**Task to complete**
Extract every line of the items below verbatim, leaving out the pictures.

═════ Input material

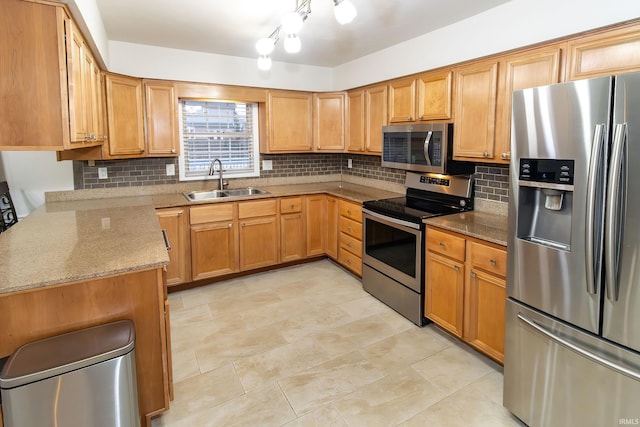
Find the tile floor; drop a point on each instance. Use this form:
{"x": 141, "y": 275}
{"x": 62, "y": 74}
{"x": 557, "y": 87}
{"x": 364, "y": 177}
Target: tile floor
{"x": 306, "y": 346}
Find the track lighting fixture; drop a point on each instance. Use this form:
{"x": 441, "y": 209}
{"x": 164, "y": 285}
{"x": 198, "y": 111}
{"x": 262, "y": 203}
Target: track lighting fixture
{"x": 292, "y": 22}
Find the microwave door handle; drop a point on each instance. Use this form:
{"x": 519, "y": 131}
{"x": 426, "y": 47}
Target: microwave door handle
{"x": 427, "y": 141}
{"x": 615, "y": 211}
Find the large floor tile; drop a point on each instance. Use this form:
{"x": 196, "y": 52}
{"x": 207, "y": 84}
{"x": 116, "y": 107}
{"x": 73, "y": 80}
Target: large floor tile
{"x": 388, "y": 401}
{"x": 328, "y": 381}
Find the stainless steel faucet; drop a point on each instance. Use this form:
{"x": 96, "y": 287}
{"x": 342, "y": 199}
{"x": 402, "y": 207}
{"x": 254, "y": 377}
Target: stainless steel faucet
{"x": 211, "y": 171}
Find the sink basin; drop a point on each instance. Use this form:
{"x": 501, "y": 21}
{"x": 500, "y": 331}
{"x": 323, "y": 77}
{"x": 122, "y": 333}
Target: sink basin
{"x": 249, "y": 191}
{"x": 216, "y": 194}
{"x": 205, "y": 195}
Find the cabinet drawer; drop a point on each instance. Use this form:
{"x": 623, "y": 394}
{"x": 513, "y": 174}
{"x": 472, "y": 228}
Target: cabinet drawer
{"x": 291, "y": 205}
{"x": 211, "y": 213}
{"x": 350, "y": 210}
{"x": 351, "y": 228}
{"x": 488, "y": 258}
{"x": 351, "y": 261}
{"x": 257, "y": 208}
{"x": 445, "y": 244}
{"x": 351, "y": 244}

══════════

**Solution below**
Find the tile floor; drop a point on each instance. Use this form:
{"x": 141, "y": 275}
{"x": 62, "y": 74}
{"x": 557, "y": 87}
{"x": 364, "y": 177}
Target: tile floor
{"x": 306, "y": 346}
Find the track lighting fixture; drop a point on each instance. Use this form:
{"x": 441, "y": 209}
{"x": 164, "y": 285}
{"x": 198, "y": 111}
{"x": 262, "y": 203}
Target: track lighting fixture
{"x": 292, "y": 22}
Find the microwave door handle; drop a point on each instance. Use this form:
{"x": 519, "y": 131}
{"x": 426, "y": 47}
Target: microwave door handle
{"x": 427, "y": 141}
{"x": 615, "y": 211}
Find the large floor tile; drop a point on each instance. Use this form:
{"x": 196, "y": 52}
{"x": 207, "y": 84}
{"x": 116, "y": 107}
{"x": 73, "y": 80}
Target: large floor tile
{"x": 388, "y": 401}
{"x": 328, "y": 381}
Find the stainless steel faucet; drop a point on each instance. Use this form:
{"x": 96, "y": 287}
{"x": 342, "y": 199}
{"x": 402, "y": 207}
{"x": 254, "y": 377}
Target: stainless steel faucet
{"x": 211, "y": 171}
Find the sink basin; drop a point on each instance. Use this form:
{"x": 501, "y": 21}
{"x": 500, "y": 331}
{"x": 323, "y": 77}
{"x": 122, "y": 333}
Target: sink basin
{"x": 249, "y": 191}
{"x": 216, "y": 194}
{"x": 205, "y": 195}
Find the cabinet drawer; drop a point on each instance. Use this form:
{"x": 623, "y": 394}
{"x": 513, "y": 174}
{"x": 472, "y": 228}
Target: cabinet drawer
{"x": 291, "y": 205}
{"x": 211, "y": 213}
{"x": 350, "y": 210}
{"x": 351, "y": 228}
{"x": 488, "y": 258}
{"x": 351, "y": 261}
{"x": 257, "y": 208}
{"x": 445, "y": 244}
{"x": 351, "y": 244}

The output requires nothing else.